RECORDS SHOWN =
## begin

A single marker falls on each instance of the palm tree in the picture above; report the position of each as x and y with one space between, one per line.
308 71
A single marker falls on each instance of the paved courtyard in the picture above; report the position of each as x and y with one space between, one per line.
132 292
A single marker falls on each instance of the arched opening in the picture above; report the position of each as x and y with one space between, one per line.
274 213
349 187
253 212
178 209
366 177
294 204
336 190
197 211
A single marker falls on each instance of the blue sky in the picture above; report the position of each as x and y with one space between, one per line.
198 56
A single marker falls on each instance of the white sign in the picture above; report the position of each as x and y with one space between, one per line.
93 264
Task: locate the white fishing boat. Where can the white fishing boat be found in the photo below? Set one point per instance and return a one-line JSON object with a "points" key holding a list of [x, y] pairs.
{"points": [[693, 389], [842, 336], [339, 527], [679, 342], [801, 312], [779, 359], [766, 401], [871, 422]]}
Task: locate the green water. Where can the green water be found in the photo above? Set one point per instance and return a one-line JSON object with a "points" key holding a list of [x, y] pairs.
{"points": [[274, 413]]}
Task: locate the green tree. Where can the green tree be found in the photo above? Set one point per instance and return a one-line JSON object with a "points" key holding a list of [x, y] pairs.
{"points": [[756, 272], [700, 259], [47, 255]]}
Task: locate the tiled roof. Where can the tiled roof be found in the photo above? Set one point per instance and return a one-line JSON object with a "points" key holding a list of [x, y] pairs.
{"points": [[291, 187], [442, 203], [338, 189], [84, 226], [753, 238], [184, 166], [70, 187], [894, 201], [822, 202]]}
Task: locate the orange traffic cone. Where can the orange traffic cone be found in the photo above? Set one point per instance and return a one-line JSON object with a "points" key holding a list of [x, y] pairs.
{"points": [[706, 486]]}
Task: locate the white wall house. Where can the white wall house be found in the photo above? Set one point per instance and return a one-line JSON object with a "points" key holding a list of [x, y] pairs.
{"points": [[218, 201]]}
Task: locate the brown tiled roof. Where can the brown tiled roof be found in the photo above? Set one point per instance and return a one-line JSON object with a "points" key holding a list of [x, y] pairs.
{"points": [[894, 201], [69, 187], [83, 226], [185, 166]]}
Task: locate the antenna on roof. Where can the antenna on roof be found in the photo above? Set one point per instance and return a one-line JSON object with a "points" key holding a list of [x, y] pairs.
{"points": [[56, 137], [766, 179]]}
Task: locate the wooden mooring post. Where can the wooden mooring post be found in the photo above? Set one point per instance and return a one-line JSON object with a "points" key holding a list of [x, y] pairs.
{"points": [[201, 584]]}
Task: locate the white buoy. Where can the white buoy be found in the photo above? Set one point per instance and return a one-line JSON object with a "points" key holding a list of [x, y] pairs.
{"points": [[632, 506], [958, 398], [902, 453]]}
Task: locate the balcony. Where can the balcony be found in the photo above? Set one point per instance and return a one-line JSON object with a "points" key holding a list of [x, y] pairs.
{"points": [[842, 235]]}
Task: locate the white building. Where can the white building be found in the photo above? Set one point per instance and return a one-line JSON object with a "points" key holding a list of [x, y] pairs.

## end

WHAT YOU SHOULD DO = Repeat the line that contains "Task: locate the tiled", then every line after it until the records end, with nothing added.

RESULT FOR THIS TASK =
Task: locate the tiled roof. Where can the tiled roof be found in the photo above? Set one point per instance and return a one-line JSON object with a "points" key holding a list of [x, y] pairs.
{"points": [[291, 187], [442, 203], [338, 189], [84, 226], [753, 238], [184, 166], [70, 187], [894, 201], [822, 202]]}
Task: locate the orange traffic cone. Where can the orange traffic cone be found in the photo above? Set one point per instance and return a one-line JSON object with a "points" key holding a list of [x, y] pairs.
{"points": [[706, 486]]}
Task: locate the white wall house. Where can the white wall house be found in the photo above? Set one point per instance and return a one-line JSON object with a "points" key holding a list of [x, y] pairs.
{"points": [[218, 201]]}
Task: locate the brown tiled roof. Where can the brown tiled roof be found in the photo above? Set one point per instance and return a one-line JSON object with a "points" key holding a list of [x, y] pairs.
{"points": [[894, 201], [69, 187], [83, 226], [185, 166]]}
Task: locate the antenna on roof. Where can the antenna on roof be found in the photo above? Set one point per instance and return a one-line JSON object with a "points" key holding a list of [x, y] pairs.
{"points": [[56, 137], [766, 179]]}
Task: locate the wooden mooring post. Where can the wooden mooring post be found in the photo above? Set one point per instance and return a one-line JSON object with a "points" key holding a list of [x, y] pairs.
{"points": [[201, 584]]}
Task: locate the white buoy. Where can the white buoy be found in the photo above? Set one point per instance and return a one-line JSON object with a "points" key holding a list of [x, y] pairs.
{"points": [[632, 506], [958, 398], [902, 453]]}
Task: locate the balcony. Where can the balcony be found in the photo above? Set one point per instance and return a one-line JSON object with a "points" key holding a list of [x, y] pairs.
{"points": [[842, 235]]}
Task: locate the white building. Where can the white building be found in the photo above? Set one point per instance and return a one-line JSON object with a "points" key holding a list of [x, y] pairs.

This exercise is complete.